__What to work on__:
Render every entry verbatim.

__Dataset entries__:
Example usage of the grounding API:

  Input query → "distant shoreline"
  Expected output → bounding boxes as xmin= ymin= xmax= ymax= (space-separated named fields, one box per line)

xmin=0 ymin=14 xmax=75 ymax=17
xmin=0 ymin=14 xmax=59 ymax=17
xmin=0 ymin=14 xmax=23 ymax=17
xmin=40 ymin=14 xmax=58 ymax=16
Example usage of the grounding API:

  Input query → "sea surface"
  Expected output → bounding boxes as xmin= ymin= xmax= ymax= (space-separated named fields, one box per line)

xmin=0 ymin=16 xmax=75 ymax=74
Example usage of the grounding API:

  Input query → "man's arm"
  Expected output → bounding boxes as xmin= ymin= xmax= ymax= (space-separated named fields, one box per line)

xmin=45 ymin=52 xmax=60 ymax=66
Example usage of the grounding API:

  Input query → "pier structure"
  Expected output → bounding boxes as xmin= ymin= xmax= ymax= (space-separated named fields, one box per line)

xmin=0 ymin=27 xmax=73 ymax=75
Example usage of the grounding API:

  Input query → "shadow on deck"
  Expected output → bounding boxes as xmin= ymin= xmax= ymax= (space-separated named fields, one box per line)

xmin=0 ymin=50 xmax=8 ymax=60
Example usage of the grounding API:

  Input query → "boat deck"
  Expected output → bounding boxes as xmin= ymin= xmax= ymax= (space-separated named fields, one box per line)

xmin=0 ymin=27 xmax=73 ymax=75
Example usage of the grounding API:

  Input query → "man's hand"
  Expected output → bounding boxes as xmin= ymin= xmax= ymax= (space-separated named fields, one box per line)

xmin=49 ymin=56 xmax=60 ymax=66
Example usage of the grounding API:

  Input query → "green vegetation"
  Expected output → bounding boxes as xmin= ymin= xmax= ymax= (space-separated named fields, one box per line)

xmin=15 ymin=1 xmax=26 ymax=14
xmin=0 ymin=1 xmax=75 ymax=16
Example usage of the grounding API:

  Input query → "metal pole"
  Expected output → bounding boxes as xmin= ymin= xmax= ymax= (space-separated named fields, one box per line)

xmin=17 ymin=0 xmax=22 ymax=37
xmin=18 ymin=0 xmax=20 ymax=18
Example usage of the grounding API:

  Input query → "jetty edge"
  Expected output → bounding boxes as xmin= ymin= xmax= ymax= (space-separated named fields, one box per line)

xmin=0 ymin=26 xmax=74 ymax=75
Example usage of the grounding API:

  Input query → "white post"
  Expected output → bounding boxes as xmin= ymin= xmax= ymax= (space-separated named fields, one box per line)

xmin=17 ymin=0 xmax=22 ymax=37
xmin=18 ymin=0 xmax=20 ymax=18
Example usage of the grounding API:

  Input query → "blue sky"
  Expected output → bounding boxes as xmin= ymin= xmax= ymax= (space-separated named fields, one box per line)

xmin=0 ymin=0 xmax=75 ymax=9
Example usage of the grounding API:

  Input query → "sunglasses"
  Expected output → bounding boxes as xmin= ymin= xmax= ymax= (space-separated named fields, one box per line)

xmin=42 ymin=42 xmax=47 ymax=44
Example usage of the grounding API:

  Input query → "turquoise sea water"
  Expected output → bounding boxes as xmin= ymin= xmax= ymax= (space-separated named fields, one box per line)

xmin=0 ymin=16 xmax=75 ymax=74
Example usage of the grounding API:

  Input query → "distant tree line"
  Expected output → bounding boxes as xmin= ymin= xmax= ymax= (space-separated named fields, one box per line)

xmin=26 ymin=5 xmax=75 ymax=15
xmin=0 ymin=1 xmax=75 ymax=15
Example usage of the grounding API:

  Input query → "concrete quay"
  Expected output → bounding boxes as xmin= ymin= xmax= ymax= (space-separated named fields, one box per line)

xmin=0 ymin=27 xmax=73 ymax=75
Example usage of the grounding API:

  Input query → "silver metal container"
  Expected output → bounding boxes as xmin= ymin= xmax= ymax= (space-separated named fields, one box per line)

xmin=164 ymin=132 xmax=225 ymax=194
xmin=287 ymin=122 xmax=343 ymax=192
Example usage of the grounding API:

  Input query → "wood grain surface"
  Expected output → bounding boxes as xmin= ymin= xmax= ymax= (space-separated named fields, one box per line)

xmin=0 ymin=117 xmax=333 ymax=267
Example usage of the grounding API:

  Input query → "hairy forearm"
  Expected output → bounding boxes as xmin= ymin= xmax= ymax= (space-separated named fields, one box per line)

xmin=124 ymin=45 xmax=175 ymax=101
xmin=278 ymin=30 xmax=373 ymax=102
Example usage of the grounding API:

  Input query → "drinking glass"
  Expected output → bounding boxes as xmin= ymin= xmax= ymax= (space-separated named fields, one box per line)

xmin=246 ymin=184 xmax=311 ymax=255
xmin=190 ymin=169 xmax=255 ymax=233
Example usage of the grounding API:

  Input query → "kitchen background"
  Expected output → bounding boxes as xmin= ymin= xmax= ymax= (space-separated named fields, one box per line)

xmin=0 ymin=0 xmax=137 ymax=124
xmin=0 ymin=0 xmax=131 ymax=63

__Solution to this problem__:
Example usage of the grounding API:

  Input query → "distant shoreline"
  Expected output → bounding boxes as xmin= ymin= xmax= ymax= (space-separated named fields, one box per line)

xmin=0 ymin=14 xmax=75 ymax=17
xmin=0 ymin=14 xmax=59 ymax=17
xmin=0 ymin=14 xmax=23 ymax=17
xmin=40 ymin=14 xmax=58 ymax=16
Example usage of the grounding API:

  Input query → "sea surface"
  Expected output → bounding boxes as xmin= ymin= xmax= ymax= (space-separated named fields, one box per line)

xmin=0 ymin=16 xmax=75 ymax=74
Example usage of the grounding API:

  Input query → "man's arm"
  Expected output → bounding boxes as xmin= ymin= xmax= ymax= (space-separated named fields, one box per line)

xmin=45 ymin=52 xmax=60 ymax=66
Example usage of the grounding API:

  Input query → "pier structure"
  Expected output → bounding boxes as xmin= ymin= xmax= ymax= (space-separated named fields, one box per line)

xmin=0 ymin=27 xmax=73 ymax=75
Example usage of the grounding API:

  Input query → "shadow on deck"
  Expected output → bounding boxes as xmin= ymin= xmax= ymax= (space-separated named fields, one box per line)

xmin=0 ymin=50 xmax=8 ymax=60
Example usage of the grounding API:

  Input query → "boat deck"
  Expected output → bounding boxes as xmin= ymin= xmax= ymax= (space-separated named fields, one box per line)

xmin=0 ymin=27 xmax=73 ymax=75
Example usage of the grounding API:

  Input query → "man's hand"
  Expected output → bounding boxes as xmin= ymin= xmax= ymax= (space-separated named fields, one box per line)

xmin=49 ymin=56 xmax=60 ymax=66
Example usage of the grounding API:

  Input query → "green vegetation"
  Expected output → bounding boxes as xmin= ymin= xmax= ymax= (space-separated named fields, one box per line)

xmin=15 ymin=1 xmax=26 ymax=14
xmin=0 ymin=1 xmax=75 ymax=16
Example usage of the grounding API:

  Input query → "metal pole"
  Expected output → bounding boxes as xmin= ymin= xmax= ymax= (space-separated named fields, one box per line)

xmin=17 ymin=0 xmax=22 ymax=37
xmin=18 ymin=0 xmax=20 ymax=18
Example usage of the grounding API:

  Input query → "jetty edge"
  Expected output → bounding boxes as xmin= ymin= xmax= ymax= (space-separated named fields, one box per line)

xmin=0 ymin=26 xmax=74 ymax=75
Example usage of the grounding API:

  Input query → "white post"
  Expected output → bounding boxes as xmin= ymin= xmax= ymax= (space-separated named fields, one box per line)

xmin=17 ymin=0 xmax=22 ymax=37
xmin=18 ymin=0 xmax=20 ymax=18
Example usage of the grounding API:

  Input query → "blue sky"
  Expected output → bounding boxes as xmin= ymin= xmax= ymax= (space-separated named fields, one box per line)

xmin=0 ymin=0 xmax=75 ymax=9
Example usage of the grounding API:

  Input query → "sunglasses"
  Expected output → bounding boxes as xmin= ymin= xmax= ymax= (space-separated named fields, one box per line)

xmin=42 ymin=42 xmax=47 ymax=44
Example usage of the grounding API:

  Input query → "turquoise sea water"
  Expected output → bounding boxes as xmin= ymin= xmax= ymax= (space-separated named fields, one box per line)

xmin=0 ymin=16 xmax=75 ymax=74
Example usage of the grounding API:

  Input query → "distant tree line"
  Expected output → bounding boxes as xmin= ymin= xmax= ymax= (space-separated named fields, one box per line)

xmin=26 ymin=5 xmax=75 ymax=15
xmin=0 ymin=1 xmax=75 ymax=15
Example usage of the grounding API:

  Input query → "concrete quay"
  Expected output → bounding boxes as xmin= ymin= xmax= ymax= (space-separated named fields, one box per line)

xmin=0 ymin=27 xmax=73 ymax=75
Example usage of the grounding API:

  Input query → "silver metal container"
  Expected output → bounding boxes as xmin= ymin= xmax= ymax= (space-separated named fields, one box per line)

xmin=164 ymin=132 xmax=225 ymax=194
xmin=287 ymin=122 xmax=343 ymax=192
Example usage of the grounding API:

  Input query → "wood grain surface"
  Expected output → bounding boxes as xmin= ymin= xmax= ymax= (space-separated named fields, one box per line)

xmin=0 ymin=117 xmax=333 ymax=267
Example usage of the grounding API:

  Input query → "hairy forearm"
  Expected output → bounding boxes as xmin= ymin= xmax= ymax= (space-separated named fields, one box per line)

xmin=124 ymin=45 xmax=175 ymax=101
xmin=278 ymin=30 xmax=373 ymax=102
Example usage of the grounding API:

  Input query → "drinking glass"
  Expected output → bounding boxes as xmin= ymin= xmax= ymax= (space-separated named fields, one box per line)

xmin=246 ymin=184 xmax=311 ymax=255
xmin=190 ymin=169 xmax=255 ymax=233
Example usage of the grounding API:

  Input query → "kitchen background"
  Expected output → bounding boxes as xmin= ymin= xmax= ymax= (space-separated named fields, one box per line)

xmin=0 ymin=0 xmax=137 ymax=124
xmin=0 ymin=0 xmax=131 ymax=63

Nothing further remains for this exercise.